[Rows from a box-labeling dataset]
▼

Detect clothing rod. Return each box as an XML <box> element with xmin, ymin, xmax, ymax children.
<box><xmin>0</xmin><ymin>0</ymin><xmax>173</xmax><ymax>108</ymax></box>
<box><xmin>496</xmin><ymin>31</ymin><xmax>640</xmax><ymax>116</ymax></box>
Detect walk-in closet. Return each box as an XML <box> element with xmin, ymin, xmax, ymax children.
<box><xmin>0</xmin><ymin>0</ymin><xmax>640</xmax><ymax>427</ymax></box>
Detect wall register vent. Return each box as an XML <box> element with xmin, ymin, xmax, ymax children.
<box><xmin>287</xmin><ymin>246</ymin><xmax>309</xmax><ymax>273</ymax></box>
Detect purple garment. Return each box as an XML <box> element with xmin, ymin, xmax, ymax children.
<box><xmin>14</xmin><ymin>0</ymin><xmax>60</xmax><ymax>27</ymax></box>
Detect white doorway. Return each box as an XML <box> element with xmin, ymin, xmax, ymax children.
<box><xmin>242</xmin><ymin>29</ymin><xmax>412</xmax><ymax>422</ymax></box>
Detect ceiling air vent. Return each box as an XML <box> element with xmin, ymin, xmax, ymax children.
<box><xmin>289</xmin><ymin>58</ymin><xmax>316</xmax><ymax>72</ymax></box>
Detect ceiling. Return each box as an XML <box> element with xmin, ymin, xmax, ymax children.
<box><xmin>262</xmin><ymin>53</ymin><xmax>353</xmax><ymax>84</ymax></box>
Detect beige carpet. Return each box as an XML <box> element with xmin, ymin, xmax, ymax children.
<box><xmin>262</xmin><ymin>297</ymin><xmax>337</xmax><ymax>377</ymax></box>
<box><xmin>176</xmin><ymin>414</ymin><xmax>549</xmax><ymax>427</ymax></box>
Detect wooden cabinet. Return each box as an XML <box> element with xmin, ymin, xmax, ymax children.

▲

Requirement
Copy all of the records above verbatim, keeping each line as it appears.

Task response
Detect clothing rod. Return each box as an XML <box> element with xmin, ymin, xmax, ymax children.
<box><xmin>0</xmin><ymin>0</ymin><xmax>173</xmax><ymax>108</ymax></box>
<box><xmin>496</xmin><ymin>31</ymin><xmax>640</xmax><ymax>116</ymax></box>
Detect walk-in closet. Return each box as an XML <box> element with xmin, ymin, xmax, ymax children.
<box><xmin>0</xmin><ymin>0</ymin><xmax>640</xmax><ymax>427</ymax></box>
Detect wall register vent. Return each box as an XML <box> element with xmin, ymin, xmax, ymax children.
<box><xmin>287</xmin><ymin>246</ymin><xmax>309</xmax><ymax>273</ymax></box>
Detect purple garment. Return each box as an XML <box> element with xmin, ymin, xmax, ymax children.
<box><xmin>14</xmin><ymin>0</ymin><xmax>60</xmax><ymax>27</ymax></box>
Detect white doorway. Return each box as an XML <box> element with xmin, ymin, xmax, ymax children.
<box><xmin>242</xmin><ymin>29</ymin><xmax>412</xmax><ymax>422</ymax></box>
Detect ceiling air vent. Return each box as an XML <box> element with xmin, ymin, xmax, ymax children.
<box><xmin>289</xmin><ymin>58</ymin><xmax>316</xmax><ymax>72</ymax></box>
Detect ceiling. Return each box as an XML <box> element with xmin, ymin, xmax, ymax children.
<box><xmin>262</xmin><ymin>53</ymin><xmax>353</xmax><ymax>84</ymax></box>
Detect beige carpet. Return each box as an XML <box> element with xmin, ymin, xmax, ymax children.
<box><xmin>262</xmin><ymin>297</ymin><xmax>337</xmax><ymax>377</ymax></box>
<box><xmin>176</xmin><ymin>414</ymin><xmax>549</xmax><ymax>427</ymax></box>
Detect wooden cabinet. Return each box as an XML <box> element with xmin, ymin, xmax, ymax children.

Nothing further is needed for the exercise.